§ ACCIONES A REALIZAR:
• a. Según el texto sobre el Nuevo Cine Latinoamericano, ¿quién dio el impulso fundamental a la primera versión del encuentro?
• b. Reproduce del texto sobre el Nuevo Cine Latinoamericano todo lo que va desde "Corre marzo de" hasta "estadounidenses y europeas.".

§ FRAGMENTO DE TEXTO:
--
Corre marzo de 1967 cuando un grupo de cineastas latinoamericanos, por el impulso fundamental del chileno Aldo Francia en el marco del quinto Festival de Cine de Viña del Mar, da cuerpo a la primera versión de lo que se llamaría “Encuentro del Nuevo Cine Latinoamericano”. La parrilla, en ese entonces exclusivamente compuesta por cortometrajes, se acompañaba de sesiones en que cada participante interrogaba su propia producción en conversación con otros. La novedad que dicho encuentro intentaba expresar era la posibilidad de que el cine latinoamericano se alzara como el exponente de una búsqueda constante de su autenticidad, de un rostro cinematográfico propio de la “América morena” en reacción al modo de hacer impuesto por las grandes producciones estadounidenses y europeas.
--
[Filas de un conjunto de datos]
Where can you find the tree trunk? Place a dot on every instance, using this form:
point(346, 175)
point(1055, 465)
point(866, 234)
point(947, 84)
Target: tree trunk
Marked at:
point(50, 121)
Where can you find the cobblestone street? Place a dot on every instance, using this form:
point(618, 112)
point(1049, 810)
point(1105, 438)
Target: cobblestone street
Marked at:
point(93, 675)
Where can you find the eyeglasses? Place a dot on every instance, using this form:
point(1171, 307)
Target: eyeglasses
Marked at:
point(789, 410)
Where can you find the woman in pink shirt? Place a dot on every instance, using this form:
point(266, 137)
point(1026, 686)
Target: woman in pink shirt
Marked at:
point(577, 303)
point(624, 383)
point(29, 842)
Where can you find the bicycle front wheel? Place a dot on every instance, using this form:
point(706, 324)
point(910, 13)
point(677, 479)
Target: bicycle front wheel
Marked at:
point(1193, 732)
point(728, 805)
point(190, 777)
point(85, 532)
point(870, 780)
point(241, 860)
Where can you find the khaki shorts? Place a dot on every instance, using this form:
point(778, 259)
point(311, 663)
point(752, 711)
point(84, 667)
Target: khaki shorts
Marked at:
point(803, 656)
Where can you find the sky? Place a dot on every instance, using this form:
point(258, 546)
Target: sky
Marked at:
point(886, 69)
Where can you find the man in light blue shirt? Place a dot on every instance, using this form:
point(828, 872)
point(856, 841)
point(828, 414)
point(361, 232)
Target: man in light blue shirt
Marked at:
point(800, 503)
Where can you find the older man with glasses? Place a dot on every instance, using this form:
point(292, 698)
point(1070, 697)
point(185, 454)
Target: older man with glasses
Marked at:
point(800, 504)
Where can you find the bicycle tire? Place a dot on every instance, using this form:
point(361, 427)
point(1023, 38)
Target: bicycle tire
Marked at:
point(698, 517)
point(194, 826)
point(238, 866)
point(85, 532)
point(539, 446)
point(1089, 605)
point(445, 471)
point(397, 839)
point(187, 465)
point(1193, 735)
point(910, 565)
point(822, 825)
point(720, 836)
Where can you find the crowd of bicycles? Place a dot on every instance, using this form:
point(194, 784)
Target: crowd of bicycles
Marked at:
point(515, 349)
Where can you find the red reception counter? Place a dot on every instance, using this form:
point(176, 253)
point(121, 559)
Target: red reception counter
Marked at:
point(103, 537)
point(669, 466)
--
§ CONJUNTO DE SOLUCIONES:
• a. El chileno Aldo Francia.

• b.
Corre marzo de 1967 cuando un grupo de cineastas latinoamericanos, por el impulso fundamental del chileno Aldo Francia en el marco del quinto Festival de Cine de Viña del Mar, da cuerpo a la primera versión de lo que se llamaría “Encuentro del Nuevo Cine Latinoamericano”. La parrilla, en ese entonces exclusivamente compuesta por cortometrajes, se acompañaba de sesiones en que cada participante interrogaba su propia producción en conversación con otros. La novedad que dicho encuentro intentaba expresar era la posibilidad de que el cine latinoamericano se alzara como el exponente de una búsqueda constante de su autenticidad, de un rostro cinematográfico propio de la “América morena” en reacción al modo de hacer impuesto por las grandes producciones estadounidenses y europeas.